**TASK REQUIREMENTS**
Would you restate all the data that follows, word for word?
+ + +
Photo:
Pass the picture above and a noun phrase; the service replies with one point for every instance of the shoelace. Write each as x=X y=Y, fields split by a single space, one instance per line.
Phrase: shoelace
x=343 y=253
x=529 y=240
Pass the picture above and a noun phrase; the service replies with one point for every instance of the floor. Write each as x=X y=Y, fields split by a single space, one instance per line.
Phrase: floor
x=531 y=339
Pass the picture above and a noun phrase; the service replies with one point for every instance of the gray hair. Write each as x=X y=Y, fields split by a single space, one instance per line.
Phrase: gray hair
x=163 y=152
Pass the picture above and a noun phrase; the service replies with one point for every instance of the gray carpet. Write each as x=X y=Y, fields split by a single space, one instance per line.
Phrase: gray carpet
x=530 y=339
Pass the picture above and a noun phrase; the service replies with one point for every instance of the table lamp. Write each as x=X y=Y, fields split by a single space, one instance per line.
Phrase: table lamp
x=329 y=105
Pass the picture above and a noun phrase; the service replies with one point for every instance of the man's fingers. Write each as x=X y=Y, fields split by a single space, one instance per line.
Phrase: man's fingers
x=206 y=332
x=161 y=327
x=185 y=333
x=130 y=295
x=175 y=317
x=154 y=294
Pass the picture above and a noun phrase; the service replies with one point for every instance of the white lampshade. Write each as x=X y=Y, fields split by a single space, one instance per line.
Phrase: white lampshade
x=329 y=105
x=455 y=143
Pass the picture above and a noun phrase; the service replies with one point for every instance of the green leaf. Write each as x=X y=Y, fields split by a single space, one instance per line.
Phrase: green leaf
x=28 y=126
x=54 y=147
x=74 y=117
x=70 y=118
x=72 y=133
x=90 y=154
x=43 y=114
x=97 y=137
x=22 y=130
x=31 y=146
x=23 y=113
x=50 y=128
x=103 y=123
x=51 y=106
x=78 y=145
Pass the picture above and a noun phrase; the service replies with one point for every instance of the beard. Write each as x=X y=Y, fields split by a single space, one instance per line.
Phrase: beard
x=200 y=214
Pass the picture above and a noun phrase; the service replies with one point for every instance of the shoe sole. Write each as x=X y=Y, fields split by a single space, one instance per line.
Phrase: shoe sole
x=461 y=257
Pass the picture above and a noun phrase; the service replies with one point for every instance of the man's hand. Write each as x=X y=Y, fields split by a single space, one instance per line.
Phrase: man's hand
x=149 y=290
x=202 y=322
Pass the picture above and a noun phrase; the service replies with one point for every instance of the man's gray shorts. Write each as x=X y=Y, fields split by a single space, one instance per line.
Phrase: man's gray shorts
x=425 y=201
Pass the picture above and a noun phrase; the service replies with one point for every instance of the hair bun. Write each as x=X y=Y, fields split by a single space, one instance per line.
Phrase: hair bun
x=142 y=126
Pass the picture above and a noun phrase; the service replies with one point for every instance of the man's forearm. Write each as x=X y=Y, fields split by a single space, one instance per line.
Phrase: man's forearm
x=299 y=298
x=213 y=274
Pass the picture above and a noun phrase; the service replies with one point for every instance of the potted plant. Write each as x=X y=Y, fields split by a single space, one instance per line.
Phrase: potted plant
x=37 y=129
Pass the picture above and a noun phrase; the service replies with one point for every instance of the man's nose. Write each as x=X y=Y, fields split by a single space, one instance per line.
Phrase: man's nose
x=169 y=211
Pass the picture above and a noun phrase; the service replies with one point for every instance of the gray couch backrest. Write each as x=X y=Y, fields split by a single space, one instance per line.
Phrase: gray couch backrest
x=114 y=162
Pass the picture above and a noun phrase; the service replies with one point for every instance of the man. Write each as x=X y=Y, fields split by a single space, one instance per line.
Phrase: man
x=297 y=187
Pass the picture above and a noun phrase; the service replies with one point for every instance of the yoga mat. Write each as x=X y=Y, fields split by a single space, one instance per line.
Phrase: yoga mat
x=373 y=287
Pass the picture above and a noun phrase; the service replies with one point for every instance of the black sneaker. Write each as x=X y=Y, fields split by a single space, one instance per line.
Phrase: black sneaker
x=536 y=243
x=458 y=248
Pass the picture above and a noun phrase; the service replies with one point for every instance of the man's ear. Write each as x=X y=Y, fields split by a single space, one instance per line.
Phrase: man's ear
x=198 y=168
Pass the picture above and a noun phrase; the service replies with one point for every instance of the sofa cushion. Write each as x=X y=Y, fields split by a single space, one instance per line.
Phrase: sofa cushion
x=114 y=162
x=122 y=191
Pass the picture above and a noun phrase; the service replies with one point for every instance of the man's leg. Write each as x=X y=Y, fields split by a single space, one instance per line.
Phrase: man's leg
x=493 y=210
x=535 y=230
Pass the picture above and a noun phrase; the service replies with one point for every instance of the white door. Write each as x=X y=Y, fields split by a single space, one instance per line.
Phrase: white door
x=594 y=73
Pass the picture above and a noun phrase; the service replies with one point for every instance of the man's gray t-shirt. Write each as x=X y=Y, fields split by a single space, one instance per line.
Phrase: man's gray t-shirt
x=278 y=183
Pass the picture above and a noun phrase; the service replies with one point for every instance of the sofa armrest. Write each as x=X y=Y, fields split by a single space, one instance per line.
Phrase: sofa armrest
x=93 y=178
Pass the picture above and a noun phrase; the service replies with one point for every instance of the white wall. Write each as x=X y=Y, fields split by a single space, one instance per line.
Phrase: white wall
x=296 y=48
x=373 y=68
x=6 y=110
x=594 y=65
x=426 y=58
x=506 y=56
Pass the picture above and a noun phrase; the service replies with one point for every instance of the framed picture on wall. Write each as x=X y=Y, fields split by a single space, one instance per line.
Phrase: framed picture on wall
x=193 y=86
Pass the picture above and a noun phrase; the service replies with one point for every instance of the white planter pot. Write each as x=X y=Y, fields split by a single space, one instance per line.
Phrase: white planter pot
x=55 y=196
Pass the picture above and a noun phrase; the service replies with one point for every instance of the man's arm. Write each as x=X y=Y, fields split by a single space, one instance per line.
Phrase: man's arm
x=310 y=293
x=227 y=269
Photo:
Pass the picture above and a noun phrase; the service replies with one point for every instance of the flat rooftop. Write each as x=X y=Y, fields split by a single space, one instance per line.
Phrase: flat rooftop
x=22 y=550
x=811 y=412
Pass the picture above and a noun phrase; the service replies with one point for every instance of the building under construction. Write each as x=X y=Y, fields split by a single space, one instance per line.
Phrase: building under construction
+ + +
**THE SOLUTION**
Photo:
Pass the picture above and a noun phrase; the service replies with one point for every instance of the shoelace. Write each as x=X y=Y, fields split by a single space, one instance per line.
Phrase: shoelace
x=343 y=253
x=529 y=240
Pass the picture above and a noun phrase; the service replies with one point for every instance of the floor. Write each as x=X y=Y, fields split by a single space, one instance per line.
Phrase: floor
x=531 y=339
Pass the picture above and a noun phrase; the service replies with one point for every instance of the gray hair. Write each as x=X y=Y, fields split by a single space, one instance per line.
Phrase: gray hair
x=163 y=152
Pass the picture above and a noun phrase; the service replies with one point for every instance of the gray carpet. Write each as x=X y=Y, fields split by a single space, one instance per line.
Phrase: gray carpet
x=530 y=339
Pass the picture above and a noun phrase; the service replies with one point for every instance of the table lamp. Write each as x=X y=Y, fields split by a single space, one instance per line.
Phrase: table lamp
x=329 y=105
Pass the picture above and a noun phrase; the service replies with one point for every instance of the man's fingers. Write each as x=X y=Y, fields split by a single space, one instance per line.
Phrase: man's fingers
x=206 y=332
x=161 y=327
x=185 y=333
x=130 y=295
x=175 y=317
x=154 y=294
Pass the picture above and a noun phrase; the service replies with one point for every instance of the white lampshade. Write each as x=X y=Y, fields split by a single space, one instance per line.
Phrase: white lampshade
x=329 y=105
x=455 y=143
Pass the picture above and a noun phrase; the service replies with one point for every instance of the green leaf. Write each as x=X y=Y, fields split by a single space, one instance per line.
Phrase: green leaf
x=28 y=126
x=54 y=147
x=74 y=117
x=70 y=118
x=72 y=133
x=90 y=154
x=43 y=114
x=97 y=137
x=22 y=130
x=31 y=146
x=23 y=113
x=50 y=128
x=103 y=123
x=51 y=106
x=78 y=145
Pass the picture above and a noun phrase; the service replies with one point for every instance of the beard. Write each as x=X y=Y, fields split by a single space, one instance per line.
Phrase: beard
x=200 y=214
Pass the picture above and a noun phrase; the service replies with one point for every instance of the shoe sole. Write each as x=X y=Y, fields split by a single space, one instance per line.
Phrase: shoe sole
x=461 y=257
Pass the picture above and a noun phrase; the service replies with one point for every instance of the man's hand. Write each as x=X y=Y, fields split by a single space, one instance per line.
Phrase: man's hand
x=149 y=290
x=202 y=322
Pass the picture above and a noun phrase; the service replies with one point for every instance of the man's gray shorts. Write each as x=X y=Y, fields split by a single space, one instance per line.
Phrase: man's gray shorts
x=425 y=201
Pass the picture above and a noun phrase; the service replies with one point for every instance of the hair bun. Write each as x=X y=Y, fields split by a single space, one instance per line.
Phrase: hair bun
x=142 y=126
Pass the picture above and a noun phrase; the service replies with one point for every instance of the man's forearm. Write each as x=X y=Y, fields split by a single space, one instance per line.
Phrase: man's forearm
x=299 y=298
x=213 y=274
Pass the picture above and a noun phrase; the service replies with one point for every instance of the potted plant. Write each as x=X y=Y, fields split by a single space, one instance per line.
Phrase: potted plant
x=37 y=129
Pass the picture above and a noun phrase; the service replies with one point for every instance of the man's nose. Write each as x=X y=Y, fields split by a single space, one instance per line.
Phrase: man's nose
x=169 y=211
Pass the picture above and a noun phrase; the service replies with one point for every instance of the gray couch backrest. Write each as x=X y=Y, fields split by a single space, one instance per line.
Phrase: gray couch backrest
x=114 y=162
Pass the picture above and a noun phrase; the service replies with one point for every instance of the man. Write each as x=X y=Y, fields split by a single space, one instance per line.
Phrase: man
x=297 y=187
Pass the picture above and a noun phrase; the service replies with one point for every instance of the yoga mat. Write each as x=X y=Y, fields split by a single space, one instance per line.
Phrase: yoga mat
x=373 y=287
Pass the picture above and a noun phrase; the service replies with one point for every instance of the black sneaker. Write each as x=X y=Y, fields split by a single space, one instance per line.
Phrase: black sneaker
x=536 y=243
x=458 y=248
Pass the picture above and a noun phrase; the service replies with one point for every instance of the man's ear. Write each as x=X y=Y, fields split by a single space, one instance per line.
Phrase: man's ear
x=198 y=168
Pass the picture above and a noun phrase; the service replies with one point for every instance of the sofa cushion. Write each as x=X y=Y, fields split by a single space, one instance per line.
Phrase: sofa cushion
x=114 y=162
x=122 y=191
Pass the picture above and a noun phrase; the service replies with one point for every instance of the man's leg. Write each as x=X y=Y, fields split by a single space, one instance per line.
Phrase: man's leg
x=493 y=210
x=535 y=230
Pass the picture above and a noun phrase; the service replies with one point for every instance of the white door. Write each as x=X y=Y, fields split by a single space, one instance per line.
Phrase: white door
x=594 y=73
Pass the picture above and a noun phrase; the service replies with one point for every instance of the man's gray t-shirt. Write each as x=X y=Y, fields split by a single space, one instance per line.
Phrase: man's gray t-shirt
x=278 y=183
Pass the picture above and a noun phrase; the service replies with one point for every instance of the sofa armrest. Write each as x=X y=Y, fields split by a single space, one instance per line.
Phrase: sofa armrest
x=93 y=178
Pass the picture above and a noun phrase; the service replies with one point for every instance of the white wall. Write each as x=X y=Y, fields split by a single space, one instance per line.
Phrase: white wall
x=296 y=48
x=373 y=68
x=6 y=110
x=594 y=65
x=426 y=58
x=506 y=56
Pass the picture above and a noun phrase; the service replies with one point for every instance of the framed picture on wall. Write each as x=X y=Y, fields split by a single space, one instance per line.
Phrase: framed picture on wall
x=193 y=86
Pass the picture above and a noun phrase; the service replies with one point for every instance of the white planter pot. Write each as x=X y=Y, fields split by a single space, one instance per line.
Phrase: white planter pot
x=55 y=196
Pass the picture above and a noun phrase; the service replies with one point for every instance of the man's arm. Write each as x=X y=Y, fields split by a single space, one instance per line.
Phrase: man's arm
x=310 y=293
x=227 y=269
Photo:
Pass the picture above and a noun phrase; the service replies with one point for every instance of the flat rooftop. Write each as x=X y=Y, fields split by a single space, one instance per line.
Phrase: flat rooftop
x=22 y=550
x=811 y=412
Pass the picture above and a noun phrase; the service replies with one point for every instance of the building under construction. Write each as x=X y=Y, fields split by a single space, one instance per line.
Phrase: building under construction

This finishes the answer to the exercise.